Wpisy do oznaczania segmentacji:
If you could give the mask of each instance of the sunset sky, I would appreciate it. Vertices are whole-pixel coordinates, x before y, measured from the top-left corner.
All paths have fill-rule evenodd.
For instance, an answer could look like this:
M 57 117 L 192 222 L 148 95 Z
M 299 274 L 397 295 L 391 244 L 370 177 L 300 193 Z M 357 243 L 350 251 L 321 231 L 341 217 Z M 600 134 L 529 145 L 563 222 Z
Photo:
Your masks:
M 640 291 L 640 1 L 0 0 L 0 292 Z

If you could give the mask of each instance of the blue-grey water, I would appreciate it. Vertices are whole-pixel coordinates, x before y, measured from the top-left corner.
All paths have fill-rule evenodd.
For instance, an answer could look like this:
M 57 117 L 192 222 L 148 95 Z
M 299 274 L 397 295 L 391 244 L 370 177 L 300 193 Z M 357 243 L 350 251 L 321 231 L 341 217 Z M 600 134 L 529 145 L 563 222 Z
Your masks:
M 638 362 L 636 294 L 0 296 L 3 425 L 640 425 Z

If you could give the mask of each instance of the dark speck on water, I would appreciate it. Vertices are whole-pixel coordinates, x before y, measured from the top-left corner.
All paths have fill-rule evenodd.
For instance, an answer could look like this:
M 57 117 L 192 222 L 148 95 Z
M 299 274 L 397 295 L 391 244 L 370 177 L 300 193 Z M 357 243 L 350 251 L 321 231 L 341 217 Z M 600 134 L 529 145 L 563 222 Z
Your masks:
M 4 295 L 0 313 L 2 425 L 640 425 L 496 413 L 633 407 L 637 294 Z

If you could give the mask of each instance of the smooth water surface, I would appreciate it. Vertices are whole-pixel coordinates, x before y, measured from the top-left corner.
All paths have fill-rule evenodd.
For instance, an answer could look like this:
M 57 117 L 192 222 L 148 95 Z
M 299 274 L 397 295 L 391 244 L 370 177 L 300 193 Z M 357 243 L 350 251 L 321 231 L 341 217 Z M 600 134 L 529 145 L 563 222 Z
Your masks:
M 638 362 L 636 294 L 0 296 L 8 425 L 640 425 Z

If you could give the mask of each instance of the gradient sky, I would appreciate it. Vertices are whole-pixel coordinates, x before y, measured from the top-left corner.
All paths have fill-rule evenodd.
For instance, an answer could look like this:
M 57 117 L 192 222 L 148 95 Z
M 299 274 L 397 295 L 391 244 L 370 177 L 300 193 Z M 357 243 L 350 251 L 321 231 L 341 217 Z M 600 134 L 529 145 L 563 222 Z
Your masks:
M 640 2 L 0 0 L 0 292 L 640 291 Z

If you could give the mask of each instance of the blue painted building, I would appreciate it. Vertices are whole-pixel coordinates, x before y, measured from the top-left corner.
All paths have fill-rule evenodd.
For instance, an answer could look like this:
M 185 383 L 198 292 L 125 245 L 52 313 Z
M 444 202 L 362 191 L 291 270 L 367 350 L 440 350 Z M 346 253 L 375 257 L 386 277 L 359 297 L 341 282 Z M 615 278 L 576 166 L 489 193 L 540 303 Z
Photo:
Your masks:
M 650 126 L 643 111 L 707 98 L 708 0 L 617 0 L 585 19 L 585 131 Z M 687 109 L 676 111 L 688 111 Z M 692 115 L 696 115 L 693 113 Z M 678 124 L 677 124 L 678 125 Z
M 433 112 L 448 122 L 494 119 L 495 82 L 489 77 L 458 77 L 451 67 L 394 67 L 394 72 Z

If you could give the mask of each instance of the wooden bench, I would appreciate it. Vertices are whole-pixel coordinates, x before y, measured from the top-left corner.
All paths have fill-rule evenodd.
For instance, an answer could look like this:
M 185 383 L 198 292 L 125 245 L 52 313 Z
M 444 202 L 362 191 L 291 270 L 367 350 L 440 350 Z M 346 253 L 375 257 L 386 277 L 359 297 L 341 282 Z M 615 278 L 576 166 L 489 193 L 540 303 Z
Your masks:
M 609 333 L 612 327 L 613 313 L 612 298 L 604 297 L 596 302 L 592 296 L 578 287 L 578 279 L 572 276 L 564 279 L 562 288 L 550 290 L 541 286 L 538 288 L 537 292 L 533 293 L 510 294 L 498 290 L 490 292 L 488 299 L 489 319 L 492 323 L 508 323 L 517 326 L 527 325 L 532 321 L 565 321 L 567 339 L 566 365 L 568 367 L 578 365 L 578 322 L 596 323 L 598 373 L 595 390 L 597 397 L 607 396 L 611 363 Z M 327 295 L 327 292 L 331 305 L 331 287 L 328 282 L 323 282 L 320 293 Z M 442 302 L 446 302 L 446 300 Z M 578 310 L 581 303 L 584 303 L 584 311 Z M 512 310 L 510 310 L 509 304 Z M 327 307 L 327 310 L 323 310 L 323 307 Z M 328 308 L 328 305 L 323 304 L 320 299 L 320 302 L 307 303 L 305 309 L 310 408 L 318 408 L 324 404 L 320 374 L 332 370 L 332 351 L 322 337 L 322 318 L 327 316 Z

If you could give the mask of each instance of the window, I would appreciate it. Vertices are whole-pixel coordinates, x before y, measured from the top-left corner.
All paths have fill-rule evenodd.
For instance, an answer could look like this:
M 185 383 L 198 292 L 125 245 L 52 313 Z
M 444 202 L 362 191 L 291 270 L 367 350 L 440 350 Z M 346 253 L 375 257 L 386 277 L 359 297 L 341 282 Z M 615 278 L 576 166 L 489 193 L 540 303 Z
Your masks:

## TREŚĆ ZADANIA
Zaktualizuj wszystkie wiersze: w miejsce „Your masks” wpisz „Masks” i podaj je ponownie, resztę zostawiając bez zmian.

## ROZWIĄZANIE
If you could give the mask of each instance of the sunset sky, I would appreciate it. Vertices are whole-pixel coordinates, x before y, measured from the top-left corner.
All paths have fill-rule evenodd.
For instance, an answer could look like this:
M 57 117 L 192 222 L 148 95 Z
M 299 274 L 397 295 L 391 244 L 370 177 L 300 193 Z M 357 243 L 350 251 L 321 231 L 341 217 Z M 600 134 L 529 145 L 563 222 Z
Photo:
Masks:
M 640 291 L 640 1 L 0 0 L 0 292 Z

If you could give the mask of each instance of the blue-grey water, I would appreciate it. Vertices are whole-pixel coordinates, x before y, measured from the top-left corner.
All paths have fill-rule evenodd.
For instance, an answer could look like this:
M 57 117 L 192 222 L 148 95 Z
M 299 274 L 397 295 L 391 244 L 370 177 L 300 193 Z M 357 243 L 350 251 L 321 231 L 341 217 Z M 600 134 L 529 145 L 563 222 Z
Masks:
M 638 362 L 636 294 L 0 296 L 3 425 L 640 425 Z

If you could give the mask of each instance of the dark speck on water, I would appreciate it. Vertices are whole-pixel coordinates, x before y, measured from the top-left corner.
All paths have fill-rule evenodd.
For instance, an answer could look like this:
M 57 117 L 192 222 L 148 95 Z
M 299 274 L 397 295 L 391 244 L 370 177 L 300 193 Z M 357 243 L 350 251 L 321 231 L 341 217 Z M 600 134 L 529 145 L 563 222 Z
Masks:
M 4 295 L 0 313 L 2 425 L 640 425 L 496 413 L 633 407 L 637 294 Z

If you could give the mask of each instance of the smooth water surface, I would appreciate it. Vertices are whole-pixel coordinates, x before y, measured from the top-left corner.
All paths have fill-rule evenodd.
For instance, an answer could look like this:
M 57 117 L 192 222 L 148 95 Z
M 299 274 L 397 295 L 391 244 L 370 177 L 300 193 Z M 357 243 L 350 251 L 321 231 L 341 217 Z M 600 134 L 529 145 L 563 222 Z
Masks:
M 638 362 L 636 294 L 0 296 L 8 425 L 640 425 Z

If you could give the mask of each instance of the gradient sky, I would appreciate it. Vertices are whole-pixel coordinates, x before y, measured from the top-left corner.
All paths have fill-rule evenodd.
For instance, an answer could look like this:
M 57 117 L 192 222 L 148 95 Z
M 299 274 L 397 295 L 391 244 L 370 177 L 300 193 Z M 357 243 L 350 251 L 321 231 L 341 217 Z M 600 134 L 529 145 L 563 222 Z
Masks:
M 640 2 L 0 0 L 0 292 L 640 291 Z

If you could give the mask of each instance of the blue painted building, I would appreciate it. Vertices are whole-pixel coordinates, x before y, measured from the top-left corner.
All paths have fill-rule evenodd.
For instance, an answer could look like this:
M 185 383 L 198 292 L 125 245 L 52 313 Z
M 444 202 L 362 191 L 291 270 L 367 350 L 440 350 Z M 346 253 L 375 257 L 386 277 L 359 297 L 341 282 Z M 615 278 L 576 166 L 489 193 L 540 303 Z
Photo:
Masks:
M 650 126 L 643 111 L 707 98 L 708 0 L 617 0 L 585 19 L 585 131 Z M 687 109 L 676 111 L 688 111 Z M 692 115 L 696 115 L 693 113 Z M 678 124 L 677 124 L 678 125 Z
M 433 112 L 448 122 L 494 119 L 495 82 L 489 77 L 458 77 L 451 67 L 394 67 L 394 72 Z

If you could give the mask of each instance of the wooden bench, I would appreciate it. Vertices are whole-pixel coordinates, x before y, measured from the top-left corner.
All paths have fill-rule evenodd.
For instance, an answer could look like this:
M 185 383 L 198 292 L 125 245 L 52 313 Z
M 444 202 L 362 191 L 291 270 L 367 350 L 440 350 Z M 346 253 L 375 257 L 386 277 L 359 297 L 341 282 Z M 615 278 L 576 166 L 489 193 L 540 303 Z
Masks:
M 609 333 L 612 327 L 613 313 L 612 298 L 604 297 L 596 302 L 592 296 L 578 287 L 578 279 L 572 276 L 564 279 L 562 288 L 550 290 L 541 286 L 538 288 L 537 292 L 533 293 L 510 294 L 498 290 L 490 292 L 488 299 L 489 319 L 492 323 L 508 323 L 517 326 L 527 325 L 532 321 L 565 321 L 567 339 L 566 365 L 568 367 L 578 365 L 578 322 L 596 323 L 598 373 L 595 390 L 597 397 L 607 396 L 611 363 Z M 327 295 L 327 292 L 331 305 L 331 287 L 328 282 L 323 282 L 320 293 Z M 442 302 L 446 302 L 446 300 Z M 578 310 L 581 303 L 584 303 L 584 311 Z M 512 310 L 510 310 L 509 304 Z M 327 307 L 327 310 L 323 310 L 323 307 Z M 328 308 L 328 305 L 323 304 L 320 299 L 320 302 L 307 303 L 305 309 L 310 408 L 318 408 L 324 404 L 320 374 L 332 370 L 332 351 L 322 337 L 322 318 L 327 316 Z

If you could give the mask of each instance of the window, I would appreciate it. Vertices are whole-pixel coordinates, x before y, measured from the top-left corner.
All paths have fill-rule evenodd.
For instance, an answer could look like this:
M 185 383 L 198 292 L 125 245 L 52 313 Z
M 444 202 L 362 191 L 291 270 L 367 350 L 440 350 Z M 346 253 L 375 257 L 386 277 L 359 297 L 341 282 Z M 615 278 L 576 166 L 489 193 L 540 303 Z
Masks:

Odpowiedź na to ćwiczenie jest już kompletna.